◆ **Text shown**

▼

She also reviewed the latest on therapies for myositis, but said there is no “wonder drug” yet.
Patients with elevated creatine kinase (CK) and muscle weakness cannot be assumed to have myositis, she cautioned. “There are other medical conditions that have to be ruled out, and that was recognized already in the diagnostic criteria,” Dr. Lundberg said. The most important alternatives to consider are drug-induced myopathy, infection-induced myopathy, metabolic myopathy, endocrine myopathy, and muscular dystrophy, she said. “These can be excluded by clinical investigations as well as muscle biopsies,” she said.
Within myositis, doctors have to distinguish among subgroups that are illustrated in the following cases.
A 77-year-old woman presented with a history of hypothyroidism, hypertension, and Sjögren’s syndrome. At age 72, the woman had noticed a slowly progressing muscle weakness in her legs, but no pain. She had trouble walking, experiencing repeated falls and a fractured ankle.
After five years of problems, she came to the hospital and had difficulty getting up from a chair, trouble swallowing, and had atrophy of her thigh muscles. A manual muscle test—like a joint count but for the muscles—found profound weakness, with a score of 58 out of 80.
A muscle biopsy showed degenerating fibers, inflammatory cells, and rimmed vacuoles, all of which were signs of inclusion body myositis.

▲

◆ **Problem to solve**
In the myositis text, transcribe word for word the part that opens with the words containing "Patients with elevated" and closes with "a fractured ankle.".

◆ **Given information**
▼

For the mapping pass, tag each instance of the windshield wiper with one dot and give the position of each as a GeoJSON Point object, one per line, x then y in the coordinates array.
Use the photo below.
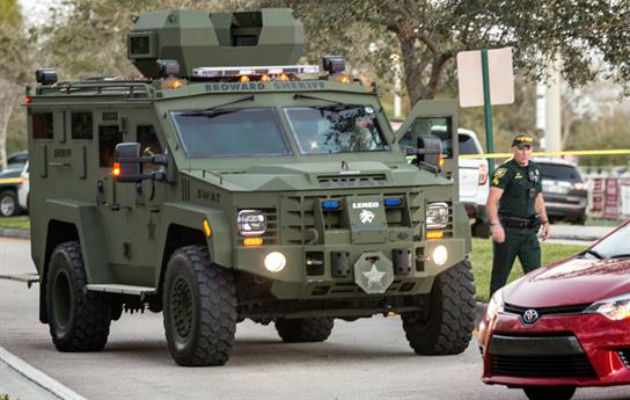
{"type": "Point", "coordinates": [593, 253]}
{"type": "Point", "coordinates": [298, 96]}
{"type": "Point", "coordinates": [241, 100]}
{"type": "Point", "coordinates": [620, 256]}
{"type": "Point", "coordinates": [218, 106]}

▲

◆ **Output of the exercise**
Patients with elevated creatine kinase (CK) and muscle weakness cannot be assumed to have myositis, she cautioned. “There are other medical conditions that have to be ruled out, and that was recognized already in the diagnostic criteria,” Dr. Lundberg said. The most important alternatives to consider are drug-induced myopathy, infection-induced myopathy, metabolic myopathy, endocrine myopathy, and muscular dystrophy, she said. “These can be excluded by clinical investigations as well as muscle biopsies,” she said.
Within myositis, doctors have to distinguish among subgroups that are illustrated in the following cases.
A 77-year-old woman presented with a history of hypothyroidism, hypertension, and Sjögren’s syndrome. At age 72, the woman had noticed a slowly progressing muscle weakness in her legs, but no pain. She had trouble walking, experiencing repeated falls and a fractured ankle.